*What is being asked*
Could you print every record exactly as it stands?
== Data shown ==
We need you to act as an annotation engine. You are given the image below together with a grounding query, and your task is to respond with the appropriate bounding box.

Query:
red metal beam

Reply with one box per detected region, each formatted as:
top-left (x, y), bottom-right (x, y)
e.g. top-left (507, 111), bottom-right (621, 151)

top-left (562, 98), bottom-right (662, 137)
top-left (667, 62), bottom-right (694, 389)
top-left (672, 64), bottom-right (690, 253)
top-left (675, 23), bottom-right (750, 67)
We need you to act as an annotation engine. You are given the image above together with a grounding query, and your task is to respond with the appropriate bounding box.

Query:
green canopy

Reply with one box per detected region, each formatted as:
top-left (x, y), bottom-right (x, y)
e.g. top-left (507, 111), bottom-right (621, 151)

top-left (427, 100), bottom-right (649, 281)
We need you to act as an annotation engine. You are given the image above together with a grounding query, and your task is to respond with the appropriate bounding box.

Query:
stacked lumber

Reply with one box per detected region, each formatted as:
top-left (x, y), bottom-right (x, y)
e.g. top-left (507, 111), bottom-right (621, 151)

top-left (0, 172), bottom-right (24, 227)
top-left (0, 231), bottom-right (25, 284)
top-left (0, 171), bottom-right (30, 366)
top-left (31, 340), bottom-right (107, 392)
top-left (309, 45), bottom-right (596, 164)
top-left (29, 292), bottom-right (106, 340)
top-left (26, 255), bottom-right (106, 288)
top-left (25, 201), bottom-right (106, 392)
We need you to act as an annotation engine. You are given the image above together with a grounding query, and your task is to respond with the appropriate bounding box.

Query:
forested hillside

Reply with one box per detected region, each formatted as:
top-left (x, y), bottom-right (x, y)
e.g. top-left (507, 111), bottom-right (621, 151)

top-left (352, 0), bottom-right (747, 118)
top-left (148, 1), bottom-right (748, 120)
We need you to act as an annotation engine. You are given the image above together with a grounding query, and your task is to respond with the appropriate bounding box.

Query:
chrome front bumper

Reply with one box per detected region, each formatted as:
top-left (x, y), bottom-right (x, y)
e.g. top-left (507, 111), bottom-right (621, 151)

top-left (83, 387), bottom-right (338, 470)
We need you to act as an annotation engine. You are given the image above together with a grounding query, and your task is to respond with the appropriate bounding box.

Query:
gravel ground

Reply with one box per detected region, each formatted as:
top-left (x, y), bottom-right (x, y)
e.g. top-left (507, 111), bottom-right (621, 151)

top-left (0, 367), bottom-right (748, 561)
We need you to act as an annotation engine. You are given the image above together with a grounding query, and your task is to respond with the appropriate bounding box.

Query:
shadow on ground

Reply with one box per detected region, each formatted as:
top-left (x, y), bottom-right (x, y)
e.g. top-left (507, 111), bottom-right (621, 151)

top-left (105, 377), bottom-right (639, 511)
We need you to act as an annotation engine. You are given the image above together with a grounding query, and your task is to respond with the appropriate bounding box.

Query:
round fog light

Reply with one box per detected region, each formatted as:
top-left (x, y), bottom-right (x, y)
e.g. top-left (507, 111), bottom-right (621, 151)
===
*The answer*
We need you to act as an annotation engine. You are given the image below together with a grounding query, and your task is to respond with the appropriate bounding box.

Query:
red metal beam

Reply with one box per detected region, each formatted as:
top-left (x, y), bottom-right (x, y)
e.g. top-left (507, 111), bottom-right (621, 151)

top-left (562, 98), bottom-right (662, 137)
top-left (667, 62), bottom-right (694, 389)
top-left (672, 64), bottom-right (690, 253)
top-left (675, 23), bottom-right (750, 67)
We need you to act as an annotation engine. You are given the image above together with a grounding query, and your task is to respond with the appropriate bounding box.

Query:
green canopy

Reply with one box per detected region, each formatted as:
top-left (x, y), bottom-right (x, y)
e.g. top-left (507, 111), bottom-right (621, 151)

top-left (427, 100), bottom-right (649, 281)
We need you to act as an annotation engine. You are given the image above together with a grounding query, and your task is to respond with the appropriate bounding box.

Query:
stacked lumber

Reply with one box per detected region, each formatted as:
top-left (x, y), bottom-right (x, y)
e.g. top-left (507, 111), bottom-right (621, 151)

top-left (0, 172), bottom-right (24, 227)
top-left (0, 231), bottom-right (25, 284)
top-left (0, 171), bottom-right (30, 366)
top-left (31, 340), bottom-right (107, 392)
top-left (309, 45), bottom-right (596, 164)
top-left (29, 292), bottom-right (106, 340)
top-left (26, 255), bottom-right (106, 288)
top-left (25, 201), bottom-right (106, 392)
We need you to act as an annotation engine. You are given the image above together with a grounding query, and your task is to respond with the appropriate bounding box.

Query:
forested hillside

Reply with one box per detected region, each formatted as:
top-left (x, y), bottom-right (x, y)
e.g. top-left (507, 111), bottom-right (621, 151)

top-left (352, 0), bottom-right (747, 118)
top-left (148, 1), bottom-right (748, 120)
We need you to act as an annotation engine. You are given the image above together with a grounding query, and your task is to respond with the appropriate bounding box.

Query:
chrome front bumper

Reply with one box per detected region, each formatted as:
top-left (x, y), bottom-right (x, y)
e.g. top-left (507, 111), bottom-right (621, 151)

top-left (83, 387), bottom-right (338, 470)
We need you to act as an annotation engine. You are given the image above together with a grounding query, and your task is to respond with the appropriate bounding box.

Query:
gravel ground

Reply with one box per detected region, each formatted as:
top-left (x, y), bottom-right (x, y)
e.g. top-left (507, 111), bottom-right (621, 151)

top-left (0, 367), bottom-right (748, 561)
We need you to act as an annotation engine. You are given the image above together with a grounding query, and your task is to respond with the appropriate bounding box.

Query:
shadow on ground

Reply with one box per detected region, each formatted as:
top-left (x, y), bottom-right (x, y)
e.g. top-left (507, 111), bottom-right (621, 151)

top-left (105, 377), bottom-right (639, 511)
We need you to act as an annotation engine. You are given the image above together with a grounding query, and your task is to respond with the appropriate bounding box.

Query:
round fog light

Reply with one box per detected region, each formatted as:
top-left (x, y), bottom-right (x, y)
e.g. top-left (507, 111), bottom-right (621, 151)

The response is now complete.